#### [JOB]
Rewrite every row below, replacing "be seen here" with "be located in this image" and changing nothing else. Leave the pictures out of the output.

#### [PROVIDED ENTRIES]
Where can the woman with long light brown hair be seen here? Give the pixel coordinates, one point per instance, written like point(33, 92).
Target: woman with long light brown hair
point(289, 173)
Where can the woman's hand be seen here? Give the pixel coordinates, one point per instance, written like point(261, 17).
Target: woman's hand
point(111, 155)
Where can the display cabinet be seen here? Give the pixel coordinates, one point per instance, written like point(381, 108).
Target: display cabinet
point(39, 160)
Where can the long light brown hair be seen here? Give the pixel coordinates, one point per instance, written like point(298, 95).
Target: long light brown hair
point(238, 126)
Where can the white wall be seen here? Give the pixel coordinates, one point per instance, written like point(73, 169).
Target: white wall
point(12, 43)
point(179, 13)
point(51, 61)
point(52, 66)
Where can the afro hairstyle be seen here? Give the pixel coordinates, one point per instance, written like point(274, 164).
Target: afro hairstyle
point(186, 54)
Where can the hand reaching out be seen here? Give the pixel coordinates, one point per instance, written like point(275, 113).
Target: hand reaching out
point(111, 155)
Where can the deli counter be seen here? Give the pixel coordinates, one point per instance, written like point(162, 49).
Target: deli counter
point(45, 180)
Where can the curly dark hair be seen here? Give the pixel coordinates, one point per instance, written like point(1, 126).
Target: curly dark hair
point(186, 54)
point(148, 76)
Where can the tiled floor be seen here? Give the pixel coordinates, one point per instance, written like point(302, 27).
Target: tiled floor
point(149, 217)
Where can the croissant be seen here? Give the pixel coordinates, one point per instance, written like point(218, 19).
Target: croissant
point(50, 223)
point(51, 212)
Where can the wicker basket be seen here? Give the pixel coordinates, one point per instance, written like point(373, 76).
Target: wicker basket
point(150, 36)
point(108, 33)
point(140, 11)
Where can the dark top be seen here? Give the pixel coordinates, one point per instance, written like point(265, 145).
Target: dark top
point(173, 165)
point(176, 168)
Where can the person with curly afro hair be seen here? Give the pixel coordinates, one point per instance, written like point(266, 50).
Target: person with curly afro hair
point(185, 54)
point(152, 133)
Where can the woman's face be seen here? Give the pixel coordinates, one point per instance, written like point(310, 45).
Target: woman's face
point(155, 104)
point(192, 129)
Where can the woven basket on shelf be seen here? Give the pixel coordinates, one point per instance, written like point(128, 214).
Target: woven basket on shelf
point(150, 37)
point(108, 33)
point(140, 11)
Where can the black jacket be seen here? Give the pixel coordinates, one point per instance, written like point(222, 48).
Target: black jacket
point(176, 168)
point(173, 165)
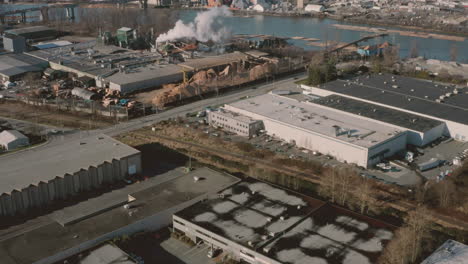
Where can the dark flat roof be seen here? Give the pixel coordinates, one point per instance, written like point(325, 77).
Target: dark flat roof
point(35, 244)
point(410, 95)
point(315, 232)
point(249, 210)
point(384, 114)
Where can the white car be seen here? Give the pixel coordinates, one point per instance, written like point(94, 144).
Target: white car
point(212, 253)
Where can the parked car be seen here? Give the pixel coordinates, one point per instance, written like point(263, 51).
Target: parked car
point(212, 253)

#### [SOLUTION FOR THIS EXERCISE]
Where can the woman with long light brown hair be located in this image? Give the pixel coordinates, one point per instance, written like point(33, 92).
Target: woman with long light brown hair
point(289, 173)
Where can the woman's hand be located in this image? Give the pixel coordinates, one point per instance, written like point(261, 17).
Target: woman's hand
point(111, 155)
Where can the display cabinet be located in this image? Give the pixel coordinates, one point per instance, written like point(381, 108).
Target: display cabinet
point(39, 160)
Where can the long light brown hair be located in this image? Give the pixel coordinates, one point per instance, written like point(298, 95).
Target: long light brown hair
point(238, 126)
Where can the white wall be located in this image? Give the pixel coordinates, one point per instance, written like point(73, 169).
Target: white wall
point(12, 43)
point(179, 13)
point(51, 61)
point(52, 66)
Where can the afro hairstyle be located in this image? Give the pixel coordinates, one point per instance, written like point(274, 164).
Target: afro hairstyle
point(186, 54)
Where can the hand reaching out be located in this image? Give the pixel coordinates, one point per instance, written like point(275, 113).
Target: hand reaching out
point(111, 155)
Where can the deli counter be located in this image? Give the pixel coordinates, one point per instance, written like point(162, 49).
Target: deli counter
point(45, 180)
Where can the curly dark hair be located in this image? Give the pixel coordinates, one point per instance, written like point(1, 126).
Target: curly dark hair
point(186, 54)
point(148, 76)
Where can the tiled floor be located in this image? Give the pixel coordinates, one point per instance, written like point(302, 27).
Target: tiled floor
point(149, 217)
Where can the croissant be located in this image? Give the pixel coordinates, one point per instance, written like point(218, 19).
Target: croissant
point(50, 223)
point(51, 212)
Where can the wicker basket be located in this image? Give the pixel coordinates, one point per instance, written like point(373, 76).
Target: wicker basket
point(150, 36)
point(108, 33)
point(140, 11)
Where can the dark top be located in this image? Give the pixel coordinates, one point per instance, written like point(265, 145).
Target: dark top
point(173, 165)
point(176, 168)
Where can the person with curly afro hair be located in this image? Give the pixel coordinates, one point per instance, written like point(266, 50).
Target: person with curly afro hair
point(185, 54)
point(152, 133)
Where can the woman's face be located in this image? Give the pixel coordinates, one point per instance, written like point(310, 45).
Target: woman's face
point(155, 104)
point(192, 129)
Where can the woven basket on shelf be located in this image? Give the pixel coordinates, one point per instance, written like point(128, 214).
Target: woven basket on shelf
point(150, 37)
point(108, 33)
point(140, 11)
Where can the black jacket be located in this image? Give the pixel coordinates, one point per instance, written like point(222, 48).
Target: black jacket
point(176, 168)
point(173, 165)
Where can the dark flat roof be located in this image? Give the pixel coordinates, one point per instance, written like point(325, 77).
Target: dark flat roof
point(35, 244)
point(410, 95)
point(315, 232)
point(249, 210)
point(384, 114)
Where can the white car be located in this image? Give the pixel coordinates, one point per instance, written like point(94, 144).
Target: white car
point(212, 253)
Where can the parked car be located in this image? Give the pixel coordinates, one point per instance, written like point(263, 51).
Target: parked car
point(212, 253)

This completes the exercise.